• _Information given_:

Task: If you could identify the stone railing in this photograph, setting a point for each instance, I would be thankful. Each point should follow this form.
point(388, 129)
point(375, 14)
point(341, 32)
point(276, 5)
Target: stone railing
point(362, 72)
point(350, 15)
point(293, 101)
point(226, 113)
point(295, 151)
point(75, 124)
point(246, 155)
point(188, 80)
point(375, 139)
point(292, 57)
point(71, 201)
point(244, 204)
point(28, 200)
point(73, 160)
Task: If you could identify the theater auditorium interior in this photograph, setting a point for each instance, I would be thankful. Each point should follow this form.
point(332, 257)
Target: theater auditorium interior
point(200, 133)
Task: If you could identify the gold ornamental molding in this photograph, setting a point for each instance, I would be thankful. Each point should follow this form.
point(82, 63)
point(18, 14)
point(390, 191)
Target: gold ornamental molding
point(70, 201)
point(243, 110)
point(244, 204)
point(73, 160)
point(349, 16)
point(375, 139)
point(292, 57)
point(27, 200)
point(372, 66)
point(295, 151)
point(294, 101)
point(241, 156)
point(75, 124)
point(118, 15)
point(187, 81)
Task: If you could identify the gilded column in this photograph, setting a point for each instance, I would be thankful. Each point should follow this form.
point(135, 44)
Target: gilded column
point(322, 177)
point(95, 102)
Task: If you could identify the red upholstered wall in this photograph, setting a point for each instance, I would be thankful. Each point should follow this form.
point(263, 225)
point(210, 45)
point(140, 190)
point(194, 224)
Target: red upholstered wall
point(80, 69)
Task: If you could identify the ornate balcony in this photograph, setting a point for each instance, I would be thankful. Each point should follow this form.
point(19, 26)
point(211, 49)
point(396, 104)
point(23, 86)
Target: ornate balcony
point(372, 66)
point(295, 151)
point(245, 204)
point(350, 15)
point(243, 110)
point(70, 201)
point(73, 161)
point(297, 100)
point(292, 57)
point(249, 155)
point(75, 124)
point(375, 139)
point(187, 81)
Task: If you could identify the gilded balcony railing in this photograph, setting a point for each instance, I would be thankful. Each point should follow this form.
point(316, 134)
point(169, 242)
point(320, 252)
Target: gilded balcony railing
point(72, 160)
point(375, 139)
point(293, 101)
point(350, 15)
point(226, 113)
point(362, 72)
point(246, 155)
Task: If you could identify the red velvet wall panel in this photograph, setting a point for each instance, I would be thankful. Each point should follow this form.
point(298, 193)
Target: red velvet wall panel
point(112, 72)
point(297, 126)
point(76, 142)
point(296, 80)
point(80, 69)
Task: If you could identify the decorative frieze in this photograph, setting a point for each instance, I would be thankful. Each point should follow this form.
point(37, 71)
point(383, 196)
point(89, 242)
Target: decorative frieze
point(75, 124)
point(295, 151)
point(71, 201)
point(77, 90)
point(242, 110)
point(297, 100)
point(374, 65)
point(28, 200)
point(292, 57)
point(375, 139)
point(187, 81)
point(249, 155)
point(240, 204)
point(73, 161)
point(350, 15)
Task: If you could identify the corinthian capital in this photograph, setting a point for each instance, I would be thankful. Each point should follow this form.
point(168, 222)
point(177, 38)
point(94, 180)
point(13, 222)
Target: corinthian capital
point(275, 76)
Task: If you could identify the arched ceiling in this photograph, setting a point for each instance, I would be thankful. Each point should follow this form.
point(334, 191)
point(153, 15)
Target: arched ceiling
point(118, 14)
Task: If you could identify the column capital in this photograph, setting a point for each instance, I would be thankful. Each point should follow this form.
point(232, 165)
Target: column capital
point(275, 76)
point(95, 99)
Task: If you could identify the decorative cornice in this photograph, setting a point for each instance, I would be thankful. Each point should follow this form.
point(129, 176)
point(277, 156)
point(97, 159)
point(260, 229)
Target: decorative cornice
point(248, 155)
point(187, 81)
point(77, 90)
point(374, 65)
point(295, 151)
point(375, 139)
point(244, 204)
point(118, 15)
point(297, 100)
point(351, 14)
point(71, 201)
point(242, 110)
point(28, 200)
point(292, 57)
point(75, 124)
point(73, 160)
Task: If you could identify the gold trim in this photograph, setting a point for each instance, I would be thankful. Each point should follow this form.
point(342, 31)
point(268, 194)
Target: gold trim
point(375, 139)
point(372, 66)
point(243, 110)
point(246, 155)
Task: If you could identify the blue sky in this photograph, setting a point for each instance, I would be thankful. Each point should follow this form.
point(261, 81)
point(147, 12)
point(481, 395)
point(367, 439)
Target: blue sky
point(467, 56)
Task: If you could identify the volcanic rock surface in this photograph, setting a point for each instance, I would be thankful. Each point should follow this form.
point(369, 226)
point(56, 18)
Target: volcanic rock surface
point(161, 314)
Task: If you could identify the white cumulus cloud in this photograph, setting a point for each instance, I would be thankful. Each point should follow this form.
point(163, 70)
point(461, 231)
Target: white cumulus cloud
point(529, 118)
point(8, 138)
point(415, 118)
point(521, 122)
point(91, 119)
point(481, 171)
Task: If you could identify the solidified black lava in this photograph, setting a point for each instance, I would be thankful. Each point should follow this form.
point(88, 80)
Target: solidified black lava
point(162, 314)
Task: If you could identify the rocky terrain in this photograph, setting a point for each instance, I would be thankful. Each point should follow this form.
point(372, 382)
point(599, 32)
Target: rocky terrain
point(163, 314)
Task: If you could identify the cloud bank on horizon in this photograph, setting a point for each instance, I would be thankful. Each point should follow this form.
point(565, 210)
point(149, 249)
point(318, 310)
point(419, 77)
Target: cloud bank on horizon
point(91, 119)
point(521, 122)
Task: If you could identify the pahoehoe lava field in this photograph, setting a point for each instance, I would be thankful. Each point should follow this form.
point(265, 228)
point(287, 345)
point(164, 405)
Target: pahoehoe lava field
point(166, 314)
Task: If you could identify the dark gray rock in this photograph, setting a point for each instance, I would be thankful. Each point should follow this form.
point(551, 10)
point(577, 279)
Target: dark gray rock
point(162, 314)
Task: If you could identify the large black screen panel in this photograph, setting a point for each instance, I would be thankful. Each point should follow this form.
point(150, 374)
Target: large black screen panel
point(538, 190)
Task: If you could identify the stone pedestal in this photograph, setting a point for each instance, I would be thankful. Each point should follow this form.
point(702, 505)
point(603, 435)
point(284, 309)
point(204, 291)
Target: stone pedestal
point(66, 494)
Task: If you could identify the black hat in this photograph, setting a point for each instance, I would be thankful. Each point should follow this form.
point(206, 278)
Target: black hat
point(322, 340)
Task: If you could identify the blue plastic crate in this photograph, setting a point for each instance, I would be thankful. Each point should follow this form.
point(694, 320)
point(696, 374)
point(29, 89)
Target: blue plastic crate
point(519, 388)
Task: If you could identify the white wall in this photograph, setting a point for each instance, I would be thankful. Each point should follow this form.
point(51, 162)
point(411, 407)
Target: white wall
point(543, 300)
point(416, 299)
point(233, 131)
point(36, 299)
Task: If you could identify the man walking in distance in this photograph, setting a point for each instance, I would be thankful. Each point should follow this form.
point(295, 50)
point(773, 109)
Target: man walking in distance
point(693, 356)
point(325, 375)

• _Required task_:
Copy out word for word the part of the entries above that opens with the line containing "Task: If you could identify the red upholstered" and closes with the line containing "point(118, 14)", including both of those lines.

• _Solution for this exercise_:
Task: If you could identify the red upholstered wall in this photograph, setting a point for each instance, I would be thankful. Each point should follow this form.
point(263, 225)
point(210, 45)
point(140, 190)
point(194, 224)
Target: red upholstered wall
point(80, 69)
Task: If you could identify the ornate balcony in this photograph, setting a point for each instance, I would be thankful. Each point should follow this form.
point(19, 26)
point(211, 49)
point(396, 104)
point(23, 86)
Target: ornate balcony
point(372, 66)
point(295, 151)
point(245, 204)
point(350, 15)
point(243, 110)
point(70, 201)
point(73, 161)
point(297, 100)
point(292, 57)
point(249, 155)
point(75, 124)
point(375, 139)
point(187, 81)
Task: If you could identify the gilded balcony railing in this photograph, setting a point for each instance, I would be thankful. Each point should follow this form.
point(316, 134)
point(169, 242)
point(320, 252)
Target: gilded balcony railing
point(72, 160)
point(375, 139)
point(293, 101)
point(350, 15)
point(226, 113)
point(362, 72)
point(246, 155)
Task: If you could identify the red velvet wall panel in this photograph, setting a point for each instance, I would be thankful. Each point should follow this form.
point(298, 193)
Target: red velvet wall panel
point(112, 72)
point(297, 126)
point(76, 142)
point(296, 80)
point(80, 69)
Task: If you could identify the decorative frieze in this photograph, setting a point for each instance, I would be thankful. Each point should follow this form.
point(37, 71)
point(383, 196)
point(89, 242)
Target: decorative frieze
point(75, 124)
point(295, 151)
point(71, 201)
point(77, 90)
point(242, 110)
point(297, 100)
point(374, 65)
point(28, 200)
point(292, 57)
point(375, 139)
point(187, 81)
point(249, 155)
point(240, 204)
point(73, 161)
point(350, 15)
Task: If you could identify the corinthian capital in this photograph, setting a point for each instance, I would be thankful. Each point should follow this form.
point(168, 222)
point(177, 38)
point(94, 180)
point(13, 222)
Target: corinthian capital
point(275, 76)
Task: If you could identify the arched ceiling in this photograph, setting a point for each instance, I would be thankful. Each point should follow this form.
point(334, 191)
point(153, 15)
Target: arched ceiling
point(118, 14)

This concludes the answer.